What you are asked to do -> Reproduce verbatim the lines of the entries below, starting at the line that contains "For every instance of the chimney" and ending with the last line of the entries.

Begin

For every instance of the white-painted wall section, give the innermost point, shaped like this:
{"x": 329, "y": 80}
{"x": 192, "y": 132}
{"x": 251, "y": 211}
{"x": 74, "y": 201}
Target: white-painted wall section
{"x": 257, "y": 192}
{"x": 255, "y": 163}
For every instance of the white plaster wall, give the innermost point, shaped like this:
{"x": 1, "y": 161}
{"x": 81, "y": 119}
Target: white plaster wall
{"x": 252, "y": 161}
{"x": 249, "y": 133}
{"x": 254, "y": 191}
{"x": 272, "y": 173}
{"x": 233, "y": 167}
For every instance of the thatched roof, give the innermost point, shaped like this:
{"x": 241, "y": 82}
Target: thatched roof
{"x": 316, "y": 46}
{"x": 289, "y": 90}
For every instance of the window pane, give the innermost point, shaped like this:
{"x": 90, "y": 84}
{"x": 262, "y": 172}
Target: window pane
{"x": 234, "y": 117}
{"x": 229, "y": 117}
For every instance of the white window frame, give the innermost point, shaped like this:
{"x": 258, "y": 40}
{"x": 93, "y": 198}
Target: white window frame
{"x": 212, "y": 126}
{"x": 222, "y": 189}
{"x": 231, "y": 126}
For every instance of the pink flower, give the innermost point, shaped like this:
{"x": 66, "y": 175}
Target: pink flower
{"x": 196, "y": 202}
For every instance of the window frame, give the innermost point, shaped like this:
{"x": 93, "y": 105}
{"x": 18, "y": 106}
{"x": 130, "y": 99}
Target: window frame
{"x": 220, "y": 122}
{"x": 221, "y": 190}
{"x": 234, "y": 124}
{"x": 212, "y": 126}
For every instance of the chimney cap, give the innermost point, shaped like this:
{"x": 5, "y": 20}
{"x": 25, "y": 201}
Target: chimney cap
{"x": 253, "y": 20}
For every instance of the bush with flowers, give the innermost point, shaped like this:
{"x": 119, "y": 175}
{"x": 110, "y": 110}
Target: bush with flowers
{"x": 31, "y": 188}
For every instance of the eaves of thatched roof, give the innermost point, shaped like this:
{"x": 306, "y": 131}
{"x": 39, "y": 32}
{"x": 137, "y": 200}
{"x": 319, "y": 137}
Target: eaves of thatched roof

End

Complete response ->
For every instance of the chimney cap, give the innermost point, shaped like this:
{"x": 5, "y": 20}
{"x": 25, "y": 201}
Target: chimney cap
{"x": 253, "y": 20}
For every instance of the bush with flowers, give the innermost point, shaped like this:
{"x": 119, "y": 175}
{"x": 110, "y": 110}
Target: bush with flowers
{"x": 31, "y": 188}
For every instance of the eaves of thatched roof, give the innermost point, shaped like this:
{"x": 306, "y": 131}
{"x": 39, "y": 32}
{"x": 137, "y": 200}
{"x": 319, "y": 137}
Target: eaves of thatched roof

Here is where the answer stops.